** Exercise prompt **
Pull out every line in the rows below that contains the word "around", copying each one unchanged.

━━ Raw data

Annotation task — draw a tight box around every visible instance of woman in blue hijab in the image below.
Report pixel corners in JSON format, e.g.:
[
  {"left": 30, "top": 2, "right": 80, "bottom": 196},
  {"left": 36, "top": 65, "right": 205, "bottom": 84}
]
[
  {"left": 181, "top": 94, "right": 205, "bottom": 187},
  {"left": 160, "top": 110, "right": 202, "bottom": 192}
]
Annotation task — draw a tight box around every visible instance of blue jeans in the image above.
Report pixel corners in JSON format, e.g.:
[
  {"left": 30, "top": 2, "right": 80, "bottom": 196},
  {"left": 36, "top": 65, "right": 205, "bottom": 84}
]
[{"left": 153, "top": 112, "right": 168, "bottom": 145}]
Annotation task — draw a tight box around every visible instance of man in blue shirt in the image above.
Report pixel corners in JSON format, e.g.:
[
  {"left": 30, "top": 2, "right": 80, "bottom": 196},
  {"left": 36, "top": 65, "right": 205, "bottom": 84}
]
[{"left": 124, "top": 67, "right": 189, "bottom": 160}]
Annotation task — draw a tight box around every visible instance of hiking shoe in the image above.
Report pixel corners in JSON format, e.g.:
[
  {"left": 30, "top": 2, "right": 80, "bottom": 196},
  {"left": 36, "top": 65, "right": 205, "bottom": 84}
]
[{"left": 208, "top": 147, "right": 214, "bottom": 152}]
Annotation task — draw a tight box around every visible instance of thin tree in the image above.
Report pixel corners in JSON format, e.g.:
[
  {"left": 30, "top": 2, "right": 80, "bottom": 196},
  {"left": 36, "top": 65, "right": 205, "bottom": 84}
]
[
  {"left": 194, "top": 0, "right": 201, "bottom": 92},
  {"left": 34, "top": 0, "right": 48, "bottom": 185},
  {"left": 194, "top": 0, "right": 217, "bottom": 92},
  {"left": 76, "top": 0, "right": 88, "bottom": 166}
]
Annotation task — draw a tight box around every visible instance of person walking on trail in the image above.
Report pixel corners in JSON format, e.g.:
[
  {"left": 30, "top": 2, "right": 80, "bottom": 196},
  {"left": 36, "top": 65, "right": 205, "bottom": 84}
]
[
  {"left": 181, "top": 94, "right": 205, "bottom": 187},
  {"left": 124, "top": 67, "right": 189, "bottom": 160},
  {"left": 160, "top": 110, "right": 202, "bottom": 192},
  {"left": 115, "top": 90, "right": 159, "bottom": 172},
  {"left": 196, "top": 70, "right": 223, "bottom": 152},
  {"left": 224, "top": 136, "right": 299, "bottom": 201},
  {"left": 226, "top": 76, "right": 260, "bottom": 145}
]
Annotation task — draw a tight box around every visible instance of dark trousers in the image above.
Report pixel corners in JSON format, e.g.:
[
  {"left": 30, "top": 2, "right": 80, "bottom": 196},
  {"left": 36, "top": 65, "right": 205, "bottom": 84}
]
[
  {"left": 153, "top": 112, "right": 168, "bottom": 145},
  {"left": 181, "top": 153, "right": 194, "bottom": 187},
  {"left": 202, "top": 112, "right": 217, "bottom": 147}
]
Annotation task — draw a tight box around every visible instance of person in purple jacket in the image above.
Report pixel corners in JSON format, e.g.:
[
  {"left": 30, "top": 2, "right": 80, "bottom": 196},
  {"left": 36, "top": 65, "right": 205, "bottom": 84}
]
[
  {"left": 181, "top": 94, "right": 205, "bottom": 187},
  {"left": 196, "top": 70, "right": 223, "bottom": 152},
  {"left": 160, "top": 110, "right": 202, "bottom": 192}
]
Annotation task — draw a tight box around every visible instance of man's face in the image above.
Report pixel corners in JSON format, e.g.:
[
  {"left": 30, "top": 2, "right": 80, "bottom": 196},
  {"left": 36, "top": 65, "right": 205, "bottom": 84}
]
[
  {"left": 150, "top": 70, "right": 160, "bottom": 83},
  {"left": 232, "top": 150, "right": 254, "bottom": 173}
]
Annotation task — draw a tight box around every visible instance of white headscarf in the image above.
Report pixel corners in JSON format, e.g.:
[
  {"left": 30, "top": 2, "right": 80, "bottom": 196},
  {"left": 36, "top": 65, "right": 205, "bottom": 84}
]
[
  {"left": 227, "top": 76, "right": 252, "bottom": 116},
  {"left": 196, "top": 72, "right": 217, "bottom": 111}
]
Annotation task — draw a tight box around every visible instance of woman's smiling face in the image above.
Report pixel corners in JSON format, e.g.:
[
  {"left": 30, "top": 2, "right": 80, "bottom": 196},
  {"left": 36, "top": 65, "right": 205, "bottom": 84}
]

━━━━

** Result for this exercise **
Annotation task — draw a tight box around every visible instance of woman in blue hijab in the image below.
Annotation task — draw a tight box around every visible instance of blue jeans in the image above.
Annotation task — draw a tight box around every visible instance of man in blue shirt in the image above.
Annotation task — draw a tight box around every visible instance of hiking shoe in the image above.
Annotation task — draw a tight box around every visible instance of thin tree in the image above.
Annotation task — draw a tight box around every visible instance of person walking on trail in the image above.
Annotation task — draw a tight box around every visible instance of dark trousers in the image above.
Annotation task — draw a tight box around every visible instance of person in purple jacket in the image above.
Annotation task — draw a tight box around every visible instance of man's face in the image above.
Annotation task — draw a tight box around every visible instance of white headscarf in the image above.
Annotation task — draw a tight box around every visible instance of woman's smiling face in the image above.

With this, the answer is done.